§ **TASKS**:
[1] Name each mess the narrator finds in the house in the essay on household chores, as given in that essay.
[2] In the essay on household chores, what does the narrator say the clothesline is actually used for?
[3] Carry the essay on household chores forward, starting after its final sentence.

§ **PAGE TEXT**:
┏━━
I have learned to back into chores that are unseemly. If I
list them, they might get done in a few years. So the best way to get them out of
the way is to ambush myself.
The fridge has been pooling water under the crisper. The
husband was notified about this a week or so ago and has made verbal noises
about replacing some tube or other. In the meantime, I have been sopping up with rags. I must have been tardy in thinking to look under the
crisper, because now there are dots of mold afloat.
It is triple-digit heat outside. I have a clothesline
between trees in the back yard because I fancy myself a countrified girl who
would hang up the laundry outdoors, although I never actually do. The most action that clothesline ever sees are the sporadic photo shoots of the patched-together garments
I sew for my etsy shop.
Rags plus heat and sunshine equal mold demise. I decide to
hang up the rags when I replace them with a dry set. But on the way from
crisper to outdoors, the rags make a stop in the bathroom, where sits a bucket
of bleach and water leftover from my last ambitious mopping blitz. We are out
of bleach, so I must conserve what we do have until I have the energy to finish
mopping downstairs, or until the husband has the motivation to endure the heat
and fetch more bleach.
I wring out the rags in the bleach water and notice the
shower stall’s aggravating new patina of hard water and soap scum. One swipe,
then another, and soon I am vigorously wiping all the walls, digging my
fingernail into the rag to excavate the grout gunk. Then I look up.
┗━━
§ **INFORMATION SUPPLIED**:
┏━━
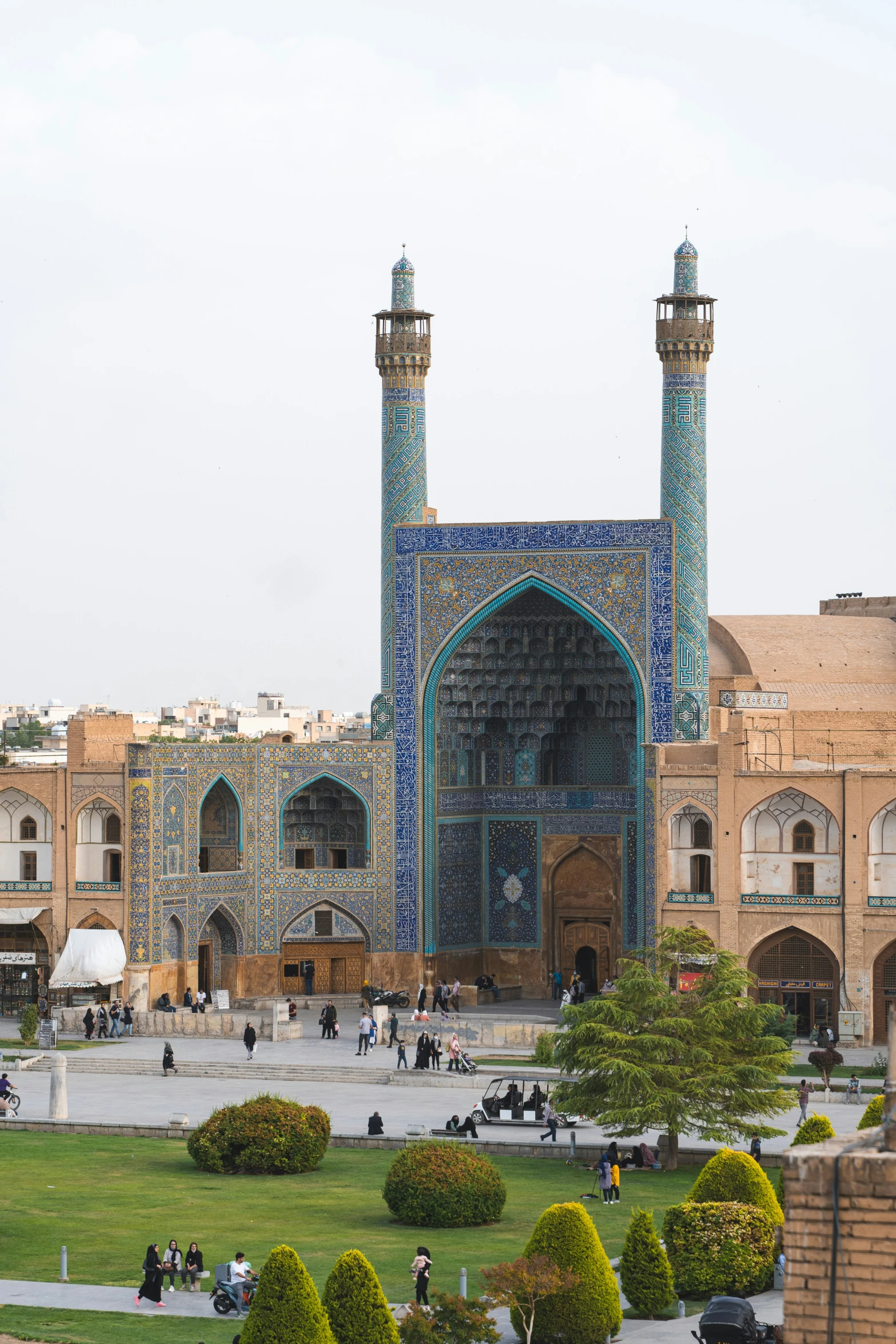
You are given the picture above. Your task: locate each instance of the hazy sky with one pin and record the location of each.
(201, 206)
┗━━
§ **EXPECTED ANSWERS**:
[1]
- Water pooling under the crisper
- Dots of mold
- Hard water and soap scum on the shower stall
- Gunk in the grout

[2] Sporadic photo shoots of the patched-together garments the narrator sews for an etsy shop.

[3]
The black mold stares down at me. How long has it lived on
the ceiling and upper wall? Years. I get up on a step stool and scrub at it. “It”
may not be grammatically correct, as I am beginning to think they are legion,
the way they spread.
“What are you up to in there?” the husband inquires.
Bathroom cleaning is a rare occurrence, as you might have surmised. When I explain, he
proclaims he is inspired, which I decide is code for “Assign me some
task.” I send him to the garage for some protective eyewear to shield me from
mold spray, which is the next step in my plan of attack.
The husband makes an offering of the goggles, and since I
have dripping rubber gloves on my hands, I bow my head to indicate that he may
approach and set them on my face.
Suddenly I erupt in a shriek. “It’s going in my ear!” I feel
my right ear being raped by one of the handles that should go above, not
inside, the lobe.
He jumps back and nearly drops the goggles, reduced to a shivering
heap. The last time I had that effect on someone, it was my dental hygienist,
who had struck an oil pipeline in my mouth and recoiled at the ensuing gush of red.
“I’ll go get you some bleach,” he calls over his shoulder as
he shuts the front door behind him.
“Get an eggplant while you’re at it,” I shout back over the
bathroom vent. There is a recipe for vegan lasagna that has been an open tab on my laptop for a few weeks.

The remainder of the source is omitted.